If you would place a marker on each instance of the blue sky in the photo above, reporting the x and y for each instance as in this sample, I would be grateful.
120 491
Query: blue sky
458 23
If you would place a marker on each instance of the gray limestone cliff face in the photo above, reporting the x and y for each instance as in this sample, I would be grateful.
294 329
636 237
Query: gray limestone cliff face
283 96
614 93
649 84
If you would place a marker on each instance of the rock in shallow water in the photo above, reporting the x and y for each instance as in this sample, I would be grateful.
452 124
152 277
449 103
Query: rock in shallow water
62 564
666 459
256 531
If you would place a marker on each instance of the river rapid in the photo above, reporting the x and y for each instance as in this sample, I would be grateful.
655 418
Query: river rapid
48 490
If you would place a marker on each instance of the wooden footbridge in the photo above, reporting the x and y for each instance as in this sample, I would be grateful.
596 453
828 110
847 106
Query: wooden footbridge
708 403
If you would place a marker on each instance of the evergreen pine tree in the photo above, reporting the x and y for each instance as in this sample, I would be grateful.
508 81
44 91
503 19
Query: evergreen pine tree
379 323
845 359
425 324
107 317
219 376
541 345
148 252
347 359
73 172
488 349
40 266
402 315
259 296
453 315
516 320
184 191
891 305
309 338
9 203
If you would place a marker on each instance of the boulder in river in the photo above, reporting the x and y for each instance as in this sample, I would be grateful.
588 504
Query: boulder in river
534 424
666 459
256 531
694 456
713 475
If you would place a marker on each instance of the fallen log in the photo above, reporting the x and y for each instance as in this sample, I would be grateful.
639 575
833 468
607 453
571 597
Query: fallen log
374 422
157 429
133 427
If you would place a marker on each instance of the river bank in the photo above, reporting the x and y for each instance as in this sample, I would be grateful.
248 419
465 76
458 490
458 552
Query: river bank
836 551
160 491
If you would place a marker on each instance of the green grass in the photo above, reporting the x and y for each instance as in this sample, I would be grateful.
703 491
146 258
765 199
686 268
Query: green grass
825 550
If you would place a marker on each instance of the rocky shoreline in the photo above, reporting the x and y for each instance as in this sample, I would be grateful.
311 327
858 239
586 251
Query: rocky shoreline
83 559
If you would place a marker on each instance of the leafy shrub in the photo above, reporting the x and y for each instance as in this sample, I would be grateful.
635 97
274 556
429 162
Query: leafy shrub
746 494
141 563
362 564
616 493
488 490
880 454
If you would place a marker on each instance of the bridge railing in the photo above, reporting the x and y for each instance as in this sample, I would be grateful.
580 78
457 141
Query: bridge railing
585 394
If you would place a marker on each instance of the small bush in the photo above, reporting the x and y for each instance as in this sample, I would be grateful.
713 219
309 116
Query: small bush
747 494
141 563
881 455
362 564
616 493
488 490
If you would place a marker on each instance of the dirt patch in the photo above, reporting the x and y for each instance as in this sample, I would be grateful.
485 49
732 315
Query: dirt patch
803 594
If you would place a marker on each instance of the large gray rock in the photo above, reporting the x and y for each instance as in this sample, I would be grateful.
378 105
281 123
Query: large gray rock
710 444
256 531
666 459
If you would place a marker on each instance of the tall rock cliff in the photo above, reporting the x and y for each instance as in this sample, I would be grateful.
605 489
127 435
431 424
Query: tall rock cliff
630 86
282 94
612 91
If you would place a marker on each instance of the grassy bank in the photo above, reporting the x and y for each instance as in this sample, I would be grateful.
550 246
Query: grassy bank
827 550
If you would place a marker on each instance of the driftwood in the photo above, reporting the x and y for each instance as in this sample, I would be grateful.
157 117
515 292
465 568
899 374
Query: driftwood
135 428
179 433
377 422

★ ★ ★ ★ ★

▶ Given request
Extract each entry in full and write it down exactly.

▶ Completed exercise
If you would place a marker on each instance of the blue sky in the photo above, reporting the x and y for each instance as in this sample, I would be grateful.
120 491
Query: blue sky
458 23
If you would place a marker on each instance of the gray limestone cliff face in the photo above, reporting the x and y for each instance as in this sample, I would be grateful.
294 329
636 237
Query: gray limestone cliff face
283 96
614 93
649 84
If you would place a marker on each instance of the rock in shallow water in the photo above, reporting the x and y for each instance as in this sample, I would be grateful.
452 124
152 277
449 103
Query: rock in shallow water
62 564
666 459
256 531
If you would place a marker on each instance of the river rapid in the photo above, reporting the x and y for each instance as in this sample, I would be grateful.
655 418
Query: river rapid
48 490
If you would place a marker on each instance of the wooden footbridge in the photo above, reporting the x and y for each instance as in this sample, I would be grateful.
596 453
828 110
847 106
Query: wooden footbridge
708 403
If you would place a marker on each instance of the evergreen pine tree in the photo above, reporting the x and y for each instance as in this sample, I would be grateful.
508 81
44 91
503 19
Query: evergreen pine tree
379 323
845 359
425 324
107 317
219 376
541 345
148 252
347 359
73 172
488 349
40 266
402 315
259 296
453 315
516 320
184 191
891 305
309 338
9 203
If you would place a marker on each instance of the boulder in river in the photo above, reporting the x and y for each instance as in this sample, I would be grateful.
588 504
Query: boulder in river
534 424
666 459
256 531
694 456
713 475
If you would place a marker on each instance of the fallen log in the photo above, reporting the x and y for each instance as in this sample, I would be grateful.
639 575
833 468
607 453
571 597
Query: fallen log
374 422
157 429
133 427
If you would place a marker on each instance of the river bank in the photo above, reporting the x and y for each instance as in this sample, I would be grateful.
248 419
465 76
458 490
458 552
Query: river bank
836 551
160 491
If you would place a marker on each instance of the green grass in the photo above, reporting the x and y for each instance as in this sample, I would be grateful.
703 491
146 258
765 199
686 268
Query: green grass
825 550
If you would place a marker on each instance of the rocky shoreline in the photo above, reporting the x and y for each instance as in this sample, I would be grateful.
311 327
858 239
586 251
Query: rocky shoreline
83 559
If you would place a marker on each instance of the leafy shrub in the photo above, reporting the x and y for each instance as in this sample, I would be grateful.
635 97
274 556
429 162
Query: leafy shrub
746 494
141 563
362 564
616 493
488 490
880 454
If you would place a marker on each instance of the bridge railing in the photo above, reporting the x and y for each instance as in this sample, I would be grateful.
580 78
457 141
Query: bridge railing
585 394
If you would place a marker on each instance of the small bush in the photo above, reporting the x and y for each instance as in this sample, I would be grateful.
713 219
309 116
Query: small bush
747 494
141 563
881 455
362 564
616 493
488 490
If you would place a marker on each instance of the dirt patch in the photo above, reporting the x and y for each instance as in this sample, I would be grateful.
485 49
732 315
Query: dirt patch
803 594
If you would place a marker on each instance of the large gray rock in the photo above, reporting the x and y for each instance as in this sample, I would be grateful.
378 105
281 123
Query: large gray rock
710 444
256 531
666 459
If you would place a marker on each instance of the tall rock cliff in the photo above, reporting the x and y for each instance as in this sample, I would be grateful.
605 489
127 435
431 424
Query: tall rock cliff
630 86
282 94
612 91
If you would place a marker on each instance of the grassy bank in the photo above, reporting the x and y for each instance as in this sample, I would be grateful.
550 246
Query: grassy bank
827 550
If you would place a marker on each instance of the driftwood in the photo above, reporting the x and y for each instance as in this sample, I would be grateful.
157 117
515 292
465 568
899 374
Query: driftwood
135 428
179 433
377 422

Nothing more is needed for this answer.